- What you will do: Report every line in the rows below that contains the string "sneaker", copying each line in full. Case counts.

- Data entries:
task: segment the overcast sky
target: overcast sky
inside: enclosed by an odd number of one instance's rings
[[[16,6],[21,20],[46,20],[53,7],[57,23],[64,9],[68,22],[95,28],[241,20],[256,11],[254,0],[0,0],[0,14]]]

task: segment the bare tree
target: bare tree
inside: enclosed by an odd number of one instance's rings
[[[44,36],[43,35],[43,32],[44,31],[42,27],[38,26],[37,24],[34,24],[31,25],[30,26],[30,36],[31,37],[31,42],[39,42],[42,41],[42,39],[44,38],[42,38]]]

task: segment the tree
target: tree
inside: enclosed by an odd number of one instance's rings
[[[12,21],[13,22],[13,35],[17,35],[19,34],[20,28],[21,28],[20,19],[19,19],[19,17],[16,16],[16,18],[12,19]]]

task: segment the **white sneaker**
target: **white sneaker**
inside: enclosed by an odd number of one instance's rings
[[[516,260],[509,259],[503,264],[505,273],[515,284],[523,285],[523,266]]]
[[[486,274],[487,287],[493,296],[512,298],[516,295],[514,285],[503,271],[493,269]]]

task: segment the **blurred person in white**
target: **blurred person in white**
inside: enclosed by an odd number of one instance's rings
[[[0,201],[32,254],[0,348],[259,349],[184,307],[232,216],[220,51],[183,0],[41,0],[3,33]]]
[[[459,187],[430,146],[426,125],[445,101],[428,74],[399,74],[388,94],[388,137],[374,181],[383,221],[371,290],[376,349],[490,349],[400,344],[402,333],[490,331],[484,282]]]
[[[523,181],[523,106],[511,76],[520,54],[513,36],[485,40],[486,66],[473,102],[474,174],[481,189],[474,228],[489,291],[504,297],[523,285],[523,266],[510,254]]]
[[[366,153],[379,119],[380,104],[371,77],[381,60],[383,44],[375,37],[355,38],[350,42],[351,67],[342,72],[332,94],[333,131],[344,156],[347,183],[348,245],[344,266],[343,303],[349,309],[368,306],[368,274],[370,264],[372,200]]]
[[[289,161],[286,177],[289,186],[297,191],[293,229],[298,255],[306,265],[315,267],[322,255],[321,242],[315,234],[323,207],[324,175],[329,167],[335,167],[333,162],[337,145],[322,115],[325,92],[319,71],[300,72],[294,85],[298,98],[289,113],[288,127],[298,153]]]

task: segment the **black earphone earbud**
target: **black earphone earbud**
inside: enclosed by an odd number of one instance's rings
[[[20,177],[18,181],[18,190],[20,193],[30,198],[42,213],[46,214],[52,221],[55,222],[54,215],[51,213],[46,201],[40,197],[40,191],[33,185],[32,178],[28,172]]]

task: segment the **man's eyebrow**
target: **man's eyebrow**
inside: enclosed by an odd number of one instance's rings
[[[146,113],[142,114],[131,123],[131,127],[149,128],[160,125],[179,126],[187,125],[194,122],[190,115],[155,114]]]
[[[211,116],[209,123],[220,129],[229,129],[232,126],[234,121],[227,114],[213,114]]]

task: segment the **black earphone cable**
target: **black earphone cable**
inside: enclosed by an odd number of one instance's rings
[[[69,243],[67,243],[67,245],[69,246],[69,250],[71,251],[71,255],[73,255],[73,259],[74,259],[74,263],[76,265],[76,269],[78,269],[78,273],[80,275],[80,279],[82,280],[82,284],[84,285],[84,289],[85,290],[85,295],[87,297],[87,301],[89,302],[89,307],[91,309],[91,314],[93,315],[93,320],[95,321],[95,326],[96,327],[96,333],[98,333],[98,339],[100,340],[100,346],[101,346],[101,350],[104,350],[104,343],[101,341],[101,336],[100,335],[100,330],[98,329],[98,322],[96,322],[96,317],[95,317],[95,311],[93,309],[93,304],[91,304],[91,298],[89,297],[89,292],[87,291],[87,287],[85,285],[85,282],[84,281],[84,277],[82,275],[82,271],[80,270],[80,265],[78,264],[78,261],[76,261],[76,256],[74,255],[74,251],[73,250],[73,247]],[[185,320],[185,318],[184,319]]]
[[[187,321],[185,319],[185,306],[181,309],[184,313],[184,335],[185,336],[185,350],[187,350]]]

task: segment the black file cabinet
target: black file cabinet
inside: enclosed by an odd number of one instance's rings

- Solution to the exercise:
task: segment the **white sneaker**
target: **white sneaker**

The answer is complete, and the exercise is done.